> WORK TASK
Only the pictures stay out; every record is to be quoted exactly.

■ ■ ■ ■ ■ ■ ■

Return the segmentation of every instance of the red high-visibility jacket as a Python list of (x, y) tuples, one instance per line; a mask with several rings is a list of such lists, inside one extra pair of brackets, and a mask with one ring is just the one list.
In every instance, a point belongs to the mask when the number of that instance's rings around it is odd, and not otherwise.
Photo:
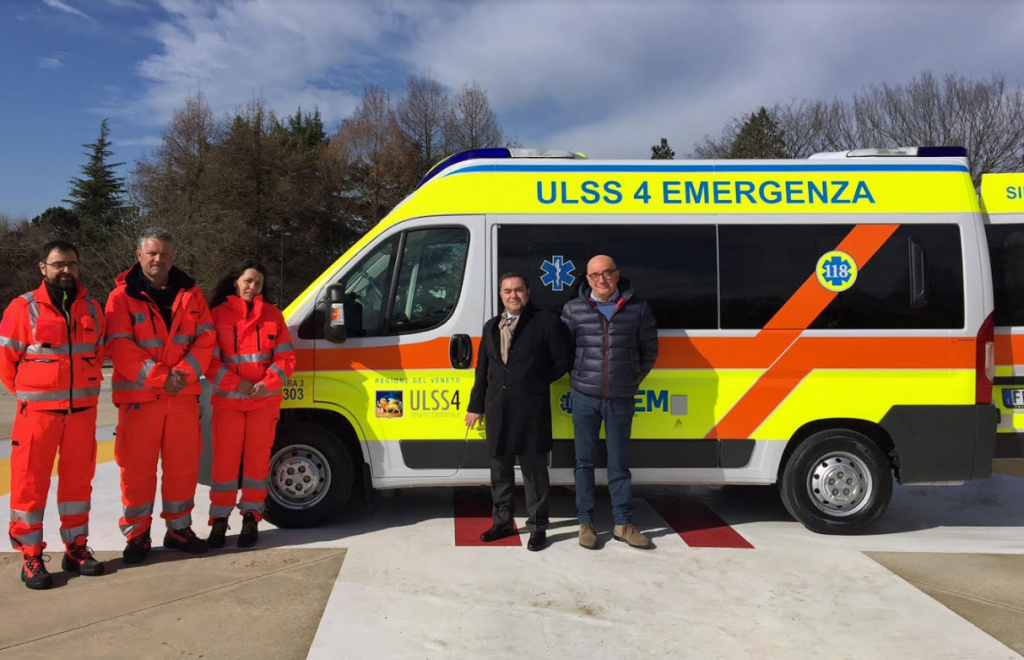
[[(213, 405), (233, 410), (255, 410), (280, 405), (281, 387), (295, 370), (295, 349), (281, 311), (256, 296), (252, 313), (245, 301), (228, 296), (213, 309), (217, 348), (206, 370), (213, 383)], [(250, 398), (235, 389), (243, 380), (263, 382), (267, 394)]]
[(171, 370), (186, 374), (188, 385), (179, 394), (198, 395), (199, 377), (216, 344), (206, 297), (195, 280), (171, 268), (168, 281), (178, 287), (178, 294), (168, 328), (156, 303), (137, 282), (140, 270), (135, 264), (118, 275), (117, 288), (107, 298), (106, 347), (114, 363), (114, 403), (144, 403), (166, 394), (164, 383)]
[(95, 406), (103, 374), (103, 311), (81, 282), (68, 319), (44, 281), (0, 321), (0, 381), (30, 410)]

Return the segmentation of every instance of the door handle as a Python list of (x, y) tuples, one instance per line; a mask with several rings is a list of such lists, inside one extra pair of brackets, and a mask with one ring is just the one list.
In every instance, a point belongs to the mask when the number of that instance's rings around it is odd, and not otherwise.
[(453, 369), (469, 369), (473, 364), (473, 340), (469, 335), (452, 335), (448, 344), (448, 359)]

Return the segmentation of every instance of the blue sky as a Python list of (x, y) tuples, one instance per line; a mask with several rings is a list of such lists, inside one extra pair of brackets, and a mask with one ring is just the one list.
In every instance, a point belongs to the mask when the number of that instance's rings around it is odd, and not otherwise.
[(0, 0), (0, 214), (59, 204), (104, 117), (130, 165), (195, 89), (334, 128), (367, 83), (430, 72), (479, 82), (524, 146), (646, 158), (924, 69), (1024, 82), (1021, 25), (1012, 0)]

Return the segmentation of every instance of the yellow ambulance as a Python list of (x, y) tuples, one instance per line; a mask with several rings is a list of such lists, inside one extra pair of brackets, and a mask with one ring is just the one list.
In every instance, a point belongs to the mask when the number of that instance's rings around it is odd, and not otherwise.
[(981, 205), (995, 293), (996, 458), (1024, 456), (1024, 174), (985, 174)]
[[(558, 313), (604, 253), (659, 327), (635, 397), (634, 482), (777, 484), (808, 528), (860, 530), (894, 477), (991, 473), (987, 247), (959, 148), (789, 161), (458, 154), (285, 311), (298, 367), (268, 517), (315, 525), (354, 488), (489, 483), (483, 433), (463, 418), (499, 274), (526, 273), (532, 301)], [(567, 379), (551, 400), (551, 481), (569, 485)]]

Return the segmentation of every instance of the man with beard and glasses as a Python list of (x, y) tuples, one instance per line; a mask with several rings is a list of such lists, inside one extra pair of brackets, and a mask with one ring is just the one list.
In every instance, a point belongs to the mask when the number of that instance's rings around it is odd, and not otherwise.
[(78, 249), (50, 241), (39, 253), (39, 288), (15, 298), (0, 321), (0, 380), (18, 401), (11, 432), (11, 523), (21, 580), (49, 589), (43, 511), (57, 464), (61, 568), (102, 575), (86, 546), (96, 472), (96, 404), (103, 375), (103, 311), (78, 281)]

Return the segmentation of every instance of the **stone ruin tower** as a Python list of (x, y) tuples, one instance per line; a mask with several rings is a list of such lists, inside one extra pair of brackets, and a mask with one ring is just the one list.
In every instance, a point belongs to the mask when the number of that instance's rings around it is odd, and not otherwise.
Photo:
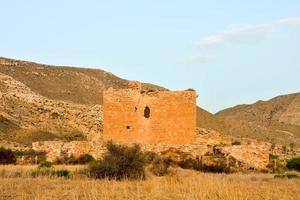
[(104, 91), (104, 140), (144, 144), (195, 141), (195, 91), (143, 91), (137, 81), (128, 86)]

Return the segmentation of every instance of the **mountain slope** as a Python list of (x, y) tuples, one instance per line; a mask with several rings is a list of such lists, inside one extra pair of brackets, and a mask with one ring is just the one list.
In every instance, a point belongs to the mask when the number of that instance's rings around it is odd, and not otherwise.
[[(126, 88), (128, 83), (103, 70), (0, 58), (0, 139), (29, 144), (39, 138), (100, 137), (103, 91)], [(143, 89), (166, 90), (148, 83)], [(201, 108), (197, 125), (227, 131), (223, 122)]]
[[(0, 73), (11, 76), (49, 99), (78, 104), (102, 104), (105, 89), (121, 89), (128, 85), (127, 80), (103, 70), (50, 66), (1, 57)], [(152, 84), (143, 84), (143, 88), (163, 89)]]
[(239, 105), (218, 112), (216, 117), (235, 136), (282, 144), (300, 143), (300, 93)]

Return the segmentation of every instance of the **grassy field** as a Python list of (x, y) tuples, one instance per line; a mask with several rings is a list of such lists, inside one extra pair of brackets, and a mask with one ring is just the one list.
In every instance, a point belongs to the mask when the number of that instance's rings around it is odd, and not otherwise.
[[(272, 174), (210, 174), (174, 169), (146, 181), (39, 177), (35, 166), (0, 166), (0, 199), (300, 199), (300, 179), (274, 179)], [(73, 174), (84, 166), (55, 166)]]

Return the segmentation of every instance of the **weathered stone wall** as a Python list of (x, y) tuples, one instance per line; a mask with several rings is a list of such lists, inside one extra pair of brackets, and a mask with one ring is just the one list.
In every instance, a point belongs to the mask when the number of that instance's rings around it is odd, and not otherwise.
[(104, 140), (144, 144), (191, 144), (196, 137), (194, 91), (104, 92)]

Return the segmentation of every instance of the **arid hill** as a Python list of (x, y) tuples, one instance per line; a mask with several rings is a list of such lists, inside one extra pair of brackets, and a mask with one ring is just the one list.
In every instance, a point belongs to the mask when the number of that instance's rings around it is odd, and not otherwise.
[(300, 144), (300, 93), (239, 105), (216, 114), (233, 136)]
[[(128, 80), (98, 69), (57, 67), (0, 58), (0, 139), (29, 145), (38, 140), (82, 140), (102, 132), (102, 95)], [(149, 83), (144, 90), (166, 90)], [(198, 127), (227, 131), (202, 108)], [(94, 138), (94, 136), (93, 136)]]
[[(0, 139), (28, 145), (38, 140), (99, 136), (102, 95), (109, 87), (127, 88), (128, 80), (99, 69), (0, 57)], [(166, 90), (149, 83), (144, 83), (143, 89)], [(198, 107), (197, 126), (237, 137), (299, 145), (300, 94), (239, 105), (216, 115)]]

■ ■ ■ ■ ■ ■ ■

> ANSWER FOR THIS EXERCISE
Return the segmentation of every instance of the red high-visibility jacket as a Python list of (x, y) tuples, one instance per line; a mask with several rings is a list of such lists, inside one extra pair of brackets, and a mask with one ring is just the one list.
In every instance, a point belongs to the mask when the number of that instance's rings around it is odd, and not otherwise.
Photo:
[[(213, 405), (233, 410), (255, 410), (280, 405), (281, 387), (295, 370), (295, 349), (281, 311), (256, 296), (252, 313), (245, 301), (228, 296), (213, 309), (217, 348), (206, 370), (213, 383)], [(250, 398), (235, 389), (243, 380), (263, 382), (267, 394)]]
[(171, 370), (186, 374), (188, 385), (179, 394), (198, 395), (199, 377), (216, 344), (206, 297), (195, 280), (171, 268), (168, 281), (178, 287), (178, 294), (168, 328), (156, 303), (137, 282), (140, 270), (135, 264), (118, 275), (117, 288), (107, 298), (106, 347), (114, 363), (114, 403), (144, 403), (166, 394), (164, 383)]
[(95, 406), (103, 374), (103, 311), (81, 282), (68, 319), (44, 281), (0, 321), (0, 381), (30, 410)]

Return the segmentation of every instance of the door handle as a Python list of (x, y) tuples, one instance per line; a mask with several rings is a list of such lists, inside one extra pair of brackets, and a mask with one ring is just the one list.
In every instance, a point belongs to the mask when the number of that instance's rings around it is odd, and not otherwise.
[(453, 369), (469, 369), (473, 364), (473, 340), (469, 335), (452, 335), (448, 344), (448, 359)]

Return the segmentation of every instance of the blue sky as a Python list of (x, y) tuples, one instance per line; a mask with several rings is a list of such lists, inside one extra pair of brackets, and a mask with one ring is just the one list.
In every instance, a point belongs to the mask when the number of that instance's rings around it is odd, and not otherwise.
[(0, 0), (0, 214), (59, 204), (104, 117), (130, 165), (195, 89), (334, 128), (367, 83), (430, 72), (479, 82), (524, 146), (646, 158), (924, 69), (1024, 82), (1021, 25), (1012, 0)]

Return the segmentation of every instance of the yellow ambulance as a Python list of (x, y) tuples, one instance per line; a mask with several rings is a list of such lists, inside one extra pair of brackets, and a mask with one ring is just the one list.
In every instance, a point belongs to the mask when the number of that instance's rings around it is odd, and not otherwise.
[(981, 205), (995, 293), (996, 458), (1024, 456), (1024, 174), (985, 174)]
[[(558, 313), (604, 253), (659, 327), (635, 397), (634, 482), (777, 484), (808, 528), (860, 530), (894, 477), (991, 473), (987, 247), (959, 148), (789, 161), (458, 154), (285, 311), (298, 367), (268, 517), (315, 525), (354, 488), (489, 483), (483, 433), (463, 418), (499, 274), (526, 273), (532, 301)], [(567, 379), (551, 400), (551, 481), (569, 485)]]

Return the segmentation of every instance of the man with beard and glasses as a Python list of (x, y) tuples, one instance per line; a mask with several rings is a list of such lists, inside one extra pair of brackets, and a mask with one ring is just the one list.
In every instance, a point belongs to the mask when the number of that instance's rings around it is odd, and not otherwise.
[(78, 249), (50, 241), (39, 253), (39, 288), (15, 298), (0, 321), (0, 380), (18, 401), (11, 432), (11, 523), (21, 580), (49, 589), (43, 511), (57, 464), (61, 568), (102, 575), (86, 546), (96, 472), (96, 404), (103, 375), (103, 311), (78, 281)]

Return the segmentation of every instance of the **stone ruin tower** as a Python list of (x, y) tuples, one instance per line; a mask with several rings is a list of such lists, inside one extra pair of brackets, and a mask with one ring is just the one list.
In every instance, a point belongs to the mask when the number of that instance's rings around it is odd, and not otherwise.
Photo:
[(104, 91), (104, 140), (144, 144), (195, 141), (195, 91), (143, 91), (137, 81), (128, 86)]

Return the segmentation of every instance of the **mountain slope** as a Python list of (x, y) tuples, one instance per line; a mask with several rings is a list of such lists, inside one extra pair of brackets, and a mask with one ring is just the one list.
In every instance, a point belongs to the mask when the number of that instance's rings around it is odd, and not otherwise.
[[(126, 88), (128, 83), (103, 70), (0, 58), (0, 139), (29, 144), (39, 138), (100, 137), (103, 91)], [(143, 89), (166, 90), (148, 83)], [(201, 108), (197, 125), (227, 131), (223, 122)]]
[[(0, 73), (11, 76), (49, 99), (78, 104), (102, 104), (105, 89), (121, 89), (128, 85), (127, 80), (103, 70), (50, 66), (1, 57)], [(152, 84), (143, 84), (143, 88), (163, 89)]]
[(239, 105), (218, 112), (216, 117), (235, 136), (282, 144), (300, 143), (300, 93)]

Return the segmentation of every instance of the **grassy field** as a Python list of (x, y) tuples, one instance per line; a mask with several rings is a list of such lists, inside one extra pair of brackets, and a mask with one ring is just the one list.
In every instance, a point belongs to the mask when the number of that instance's rings around it is odd, and not otherwise.
[[(272, 174), (210, 174), (174, 169), (146, 181), (39, 177), (35, 166), (0, 166), (0, 199), (300, 199), (300, 179), (274, 179)], [(73, 174), (84, 166), (55, 166)]]

Return the segmentation of every instance of the **weathered stone wall** as a Python list of (x, y) tuples, one instance per line; a mask with several rings is a list of such lists, inside one extra pair of brackets, and a mask with one ring is just the one list.
In every instance, a point belongs to the mask when the number of that instance's rings around it is odd, and not otherwise.
[(104, 140), (144, 144), (191, 144), (196, 137), (194, 91), (104, 92)]

Return the segmentation of every instance of the **arid hill** as a Python list of (x, y) tuples, one instance per line; a mask with several rings is a list of such lists, inside one extra pair of brackets, and a mask with one ring is just the one list.
In every instance, a point belongs to the mask when the number of that instance's rings around it is odd, and not otherwise.
[(300, 144), (300, 93), (239, 105), (216, 114), (233, 136)]
[[(128, 80), (98, 69), (57, 67), (0, 58), (0, 139), (29, 145), (38, 140), (82, 140), (102, 132), (102, 95)], [(149, 83), (144, 90), (166, 90)], [(198, 127), (227, 131), (202, 108)], [(94, 138), (94, 136), (93, 136)]]
[[(0, 139), (28, 145), (38, 140), (99, 136), (102, 95), (109, 87), (127, 88), (128, 80), (99, 69), (0, 57)], [(166, 90), (149, 83), (144, 83), (143, 89)], [(198, 107), (197, 126), (237, 137), (299, 145), (300, 94), (239, 105), (216, 115)]]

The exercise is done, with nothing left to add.